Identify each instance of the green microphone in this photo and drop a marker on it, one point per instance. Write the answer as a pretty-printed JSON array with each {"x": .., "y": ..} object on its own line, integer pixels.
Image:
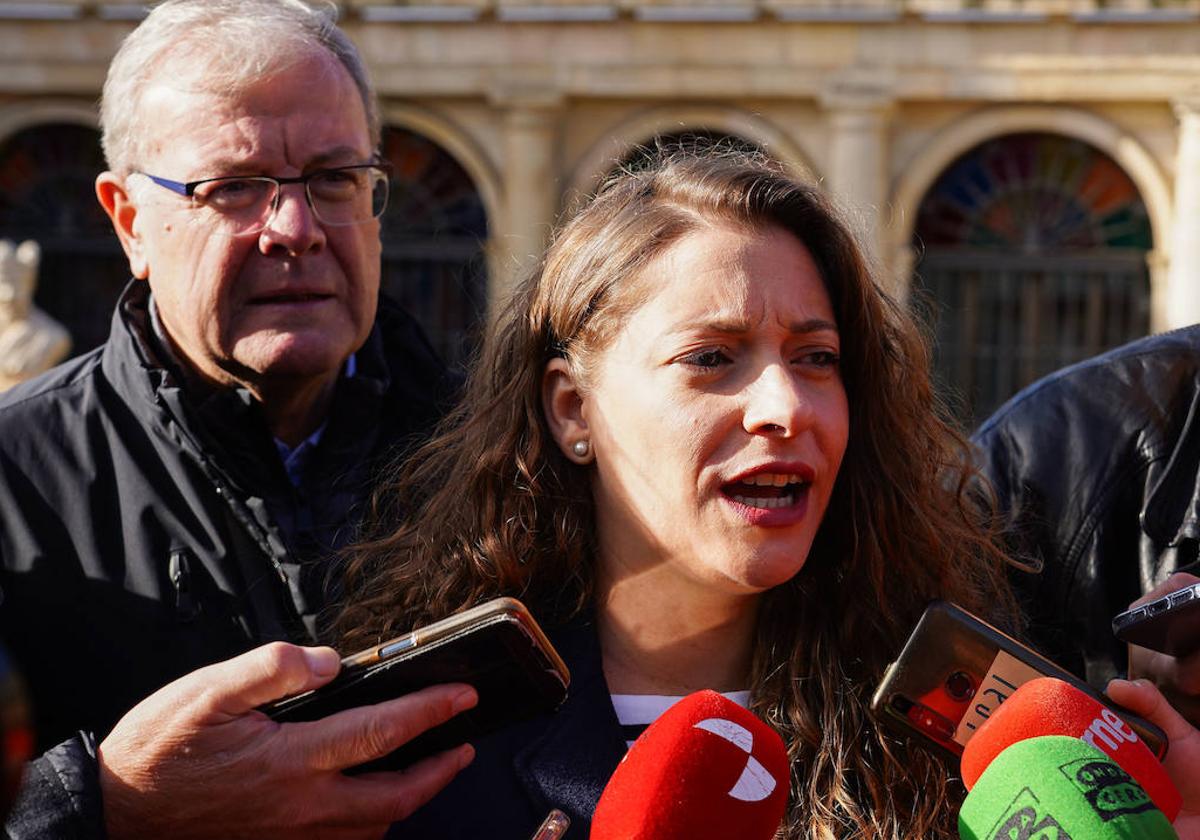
[{"x": 1056, "y": 787}]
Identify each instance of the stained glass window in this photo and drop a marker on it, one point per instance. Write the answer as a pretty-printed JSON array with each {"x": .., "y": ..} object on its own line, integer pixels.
[
  {"x": 1032, "y": 250},
  {"x": 435, "y": 231},
  {"x": 47, "y": 193}
]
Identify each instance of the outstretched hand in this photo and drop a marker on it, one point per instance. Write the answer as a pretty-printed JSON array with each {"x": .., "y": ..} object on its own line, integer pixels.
[
  {"x": 197, "y": 760},
  {"x": 1177, "y": 677},
  {"x": 1182, "y": 761}
]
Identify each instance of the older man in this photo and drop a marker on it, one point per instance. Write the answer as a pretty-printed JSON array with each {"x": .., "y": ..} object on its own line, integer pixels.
[{"x": 172, "y": 499}]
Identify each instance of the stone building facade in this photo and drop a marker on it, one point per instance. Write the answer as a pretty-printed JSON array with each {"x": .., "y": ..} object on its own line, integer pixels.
[{"x": 1027, "y": 171}]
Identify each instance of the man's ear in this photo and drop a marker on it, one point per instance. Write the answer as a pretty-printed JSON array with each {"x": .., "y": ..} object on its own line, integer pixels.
[
  {"x": 115, "y": 198},
  {"x": 563, "y": 405}
]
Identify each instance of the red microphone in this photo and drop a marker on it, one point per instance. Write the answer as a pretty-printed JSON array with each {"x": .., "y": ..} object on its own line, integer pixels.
[
  {"x": 1048, "y": 706},
  {"x": 706, "y": 768}
]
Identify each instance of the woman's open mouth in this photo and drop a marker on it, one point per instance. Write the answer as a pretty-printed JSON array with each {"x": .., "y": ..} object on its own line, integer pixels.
[{"x": 767, "y": 491}]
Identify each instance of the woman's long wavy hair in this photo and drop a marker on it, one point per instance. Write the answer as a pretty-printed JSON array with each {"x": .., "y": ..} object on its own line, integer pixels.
[{"x": 491, "y": 505}]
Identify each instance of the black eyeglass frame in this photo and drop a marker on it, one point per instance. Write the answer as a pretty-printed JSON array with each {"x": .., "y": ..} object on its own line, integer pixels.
[{"x": 187, "y": 189}]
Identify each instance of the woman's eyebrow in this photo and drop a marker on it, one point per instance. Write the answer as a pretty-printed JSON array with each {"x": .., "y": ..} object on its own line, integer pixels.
[{"x": 741, "y": 325}]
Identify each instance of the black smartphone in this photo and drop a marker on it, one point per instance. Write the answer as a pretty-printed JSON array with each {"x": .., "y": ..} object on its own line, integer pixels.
[
  {"x": 1169, "y": 624},
  {"x": 496, "y": 647},
  {"x": 953, "y": 672}
]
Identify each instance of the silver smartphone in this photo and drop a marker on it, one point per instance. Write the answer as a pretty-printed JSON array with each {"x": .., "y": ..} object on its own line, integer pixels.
[
  {"x": 953, "y": 672},
  {"x": 1169, "y": 624}
]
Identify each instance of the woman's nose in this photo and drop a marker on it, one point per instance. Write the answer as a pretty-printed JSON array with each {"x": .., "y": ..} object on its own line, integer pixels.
[{"x": 775, "y": 403}]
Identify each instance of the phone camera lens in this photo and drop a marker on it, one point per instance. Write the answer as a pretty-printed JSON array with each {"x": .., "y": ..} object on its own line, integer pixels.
[{"x": 959, "y": 685}]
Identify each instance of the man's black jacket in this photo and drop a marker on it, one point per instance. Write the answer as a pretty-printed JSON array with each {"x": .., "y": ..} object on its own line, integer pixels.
[
  {"x": 1097, "y": 468},
  {"x": 148, "y": 529}
]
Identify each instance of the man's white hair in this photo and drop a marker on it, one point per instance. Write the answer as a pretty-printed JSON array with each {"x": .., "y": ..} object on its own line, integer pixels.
[{"x": 225, "y": 45}]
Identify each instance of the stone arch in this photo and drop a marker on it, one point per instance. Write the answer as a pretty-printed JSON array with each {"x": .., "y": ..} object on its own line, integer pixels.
[
  {"x": 18, "y": 117},
  {"x": 617, "y": 143},
  {"x": 49, "y": 156},
  {"x": 457, "y": 144},
  {"x": 436, "y": 233},
  {"x": 973, "y": 130},
  {"x": 1033, "y": 252}
]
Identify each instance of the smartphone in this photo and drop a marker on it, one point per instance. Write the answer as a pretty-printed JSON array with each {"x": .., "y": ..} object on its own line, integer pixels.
[
  {"x": 1169, "y": 624},
  {"x": 496, "y": 647},
  {"x": 953, "y": 672}
]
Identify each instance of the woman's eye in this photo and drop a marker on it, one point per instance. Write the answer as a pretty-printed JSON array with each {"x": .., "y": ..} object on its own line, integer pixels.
[
  {"x": 821, "y": 359},
  {"x": 711, "y": 358}
]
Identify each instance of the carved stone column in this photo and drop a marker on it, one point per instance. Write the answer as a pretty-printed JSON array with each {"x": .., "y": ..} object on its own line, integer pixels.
[
  {"x": 1182, "y": 294},
  {"x": 532, "y": 183},
  {"x": 858, "y": 156}
]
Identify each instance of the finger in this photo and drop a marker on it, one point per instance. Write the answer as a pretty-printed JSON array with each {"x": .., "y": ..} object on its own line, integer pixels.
[
  {"x": 390, "y": 797},
  {"x": 357, "y": 736},
  {"x": 1144, "y": 699},
  {"x": 269, "y": 672}
]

> _Short task_
Could you recast the data above as a JSON list of strings, starting with the line that contains "Identify each instance of the woman's eye in" and going on through the last line of the data? Give one string per line and leave out blank lines.

> _Correct output_
[
  "Identify each instance of the woman's eye in this photo and drop a marker on it, one point per instance. Write the answer as a pretty-printed JSON array with each {\"x\": .., \"y\": ..} object on its own line, integer pixels.",
  "[",
  "  {\"x\": 821, \"y\": 359},",
  "  {\"x\": 711, \"y\": 358}",
  "]",
  "Identify each instance of the carved stone column in this photo and drop a marker on it, one point per instance. Write the answer as a pretty-printed JSON array with each {\"x\": .., \"y\": ..} object on its own line, integer pixels.",
  "[",
  "  {\"x\": 1182, \"y\": 294},",
  "  {\"x\": 532, \"y\": 183},",
  "  {\"x\": 858, \"y\": 156}",
  "]",
  "Identify each instance of the finger in this photo and drop a marker on it, one point per instance. Write the answer as a pretty-printed JSON array with each {\"x\": .., \"y\": ..} object on its own line, integer pixels.",
  "[",
  "  {\"x\": 390, \"y\": 797},",
  "  {\"x\": 357, \"y\": 736},",
  "  {\"x\": 1144, \"y\": 699},",
  "  {\"x\": 269, \"y\": 672}",
  "]"
]